BEGIN Information supplied

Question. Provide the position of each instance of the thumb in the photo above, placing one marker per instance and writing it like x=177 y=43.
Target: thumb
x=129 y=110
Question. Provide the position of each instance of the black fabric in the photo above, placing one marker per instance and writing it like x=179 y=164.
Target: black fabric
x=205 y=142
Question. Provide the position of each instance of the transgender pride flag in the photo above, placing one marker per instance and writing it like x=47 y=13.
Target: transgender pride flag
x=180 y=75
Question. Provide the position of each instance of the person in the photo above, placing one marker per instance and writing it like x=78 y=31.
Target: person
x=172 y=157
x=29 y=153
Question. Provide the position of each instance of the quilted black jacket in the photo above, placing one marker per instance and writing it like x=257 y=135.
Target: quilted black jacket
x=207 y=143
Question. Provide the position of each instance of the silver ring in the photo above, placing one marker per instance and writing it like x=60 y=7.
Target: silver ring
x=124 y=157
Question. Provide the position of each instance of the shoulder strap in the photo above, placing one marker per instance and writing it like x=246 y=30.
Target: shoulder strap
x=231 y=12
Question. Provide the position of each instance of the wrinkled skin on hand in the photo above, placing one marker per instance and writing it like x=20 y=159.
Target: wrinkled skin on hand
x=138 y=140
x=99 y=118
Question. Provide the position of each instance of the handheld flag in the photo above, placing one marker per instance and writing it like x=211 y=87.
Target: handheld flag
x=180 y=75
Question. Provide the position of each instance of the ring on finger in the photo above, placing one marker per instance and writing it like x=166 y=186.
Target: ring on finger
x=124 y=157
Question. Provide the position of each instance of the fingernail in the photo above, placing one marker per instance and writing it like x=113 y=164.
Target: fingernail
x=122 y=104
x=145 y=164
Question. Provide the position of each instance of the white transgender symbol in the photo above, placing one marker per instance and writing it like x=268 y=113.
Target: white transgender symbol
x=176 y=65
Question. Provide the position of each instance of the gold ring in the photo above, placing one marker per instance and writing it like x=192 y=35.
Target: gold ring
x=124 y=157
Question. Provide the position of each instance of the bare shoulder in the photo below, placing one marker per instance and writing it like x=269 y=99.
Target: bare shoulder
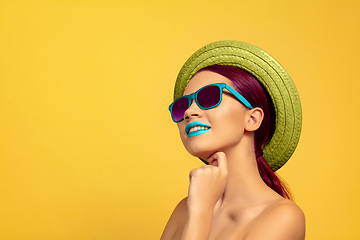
x=280 y=220
x=176 y=223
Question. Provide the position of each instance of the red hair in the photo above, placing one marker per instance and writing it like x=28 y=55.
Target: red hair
x=247 y=85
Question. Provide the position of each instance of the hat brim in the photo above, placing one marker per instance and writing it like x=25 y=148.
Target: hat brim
x=273 y=78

END Information supplied

» Task item: What you give back must match the material above exactly, minus its pictures.

» Task output:
Question. Provide the position of each instance of the thumb in the photo above, placing one marker per instance and writing it like x=177 y=43.
Target: thumb
x=129 y=110
Question. Provide the position of each instance of the black fabric in the photo above, placing one marker per instance and writing it like x=179 y=164.
Target: black fabric
x=205 y=142
Question. Provide the position of each instance of the transgender pride flag in the photo above, placing one marker per instance and writing it like x=47 y=13.
Target: transgender pride flag
x=180 y=75
Question. Provide the position of each instance of the person in the photo above, placing one marker per instance and writing it like x=78 y=31.
Target: person
x=172 y=157
x=29 y=153
Question. Provide the position of each instance of the quilted black jacket in the photo above, placing one marker per instance and writing it like x=257 y=135.
Target: quilted black jacket
x=207 y=143
Question. Provide the position of each instance of the silver ring in the photo above, placing one marker per instance and writing it like x=60 y=7.
Target: silver ring
x=124 y=157
Question. Provide the position of each instance of the shoulder strap in the photo above, placing one marker per instance and writing it like x=246 y=30.
Target: shoulder strap
x=231 y=12
Question. Provide the position of each instance of the wrinkled skin on hand in the photo above, placing one marker per instance and writing it like x=20 y=159.
Target: wrinkled skin on hand
x=138 y=140
x=99 y=118
Question. Provide the position of each instance of the handheld flag in the photo above, placing one marker per instance and writing it like x=211 y=87.
Target: handheld flag
x=180 y=75
Question. Provide the position of each instance of the ring on finger in the photo above, placing one marker per instance and writing it like x=166 y=186.
Target: ring on finger
x=124 y=157
Question. Provide the position of each instance of the fingernail in the photo above, placing one marker per instance and writing it like x=113 y=164.
Target: fingernail
x=122 y=104
x=145 y=164
Question. Provide the position of each instance of the white transgender symbol in the photo above, placing one marker per instance and writing it like x=268 y=113.
Target: white transgender symbol
x=176 y=65
Question. Provide the position of each instance of the gold ring in the photo above, placing one marker per instance and writing it like x=192 y=35.
Target: gold ring
x=124 y=157
Question. Provide the position of each instance of the bare shoulder in the photo below, placing one marker per instance and writing it like x=269 y=99.
Target: bare shoulder
x=280 y=220
x=176 y=223
Question. Provide the position of each instance of the red hair in the photo above, placing one marker per instance and writing it like x=28 y=55.
Target: red hair
x=247 y=85
Question. Provide the position of each instance of the hat brim in the photo above, placing one marker per instance and writing it like x=25 y=148.
Target: hat brim
x=273 y=78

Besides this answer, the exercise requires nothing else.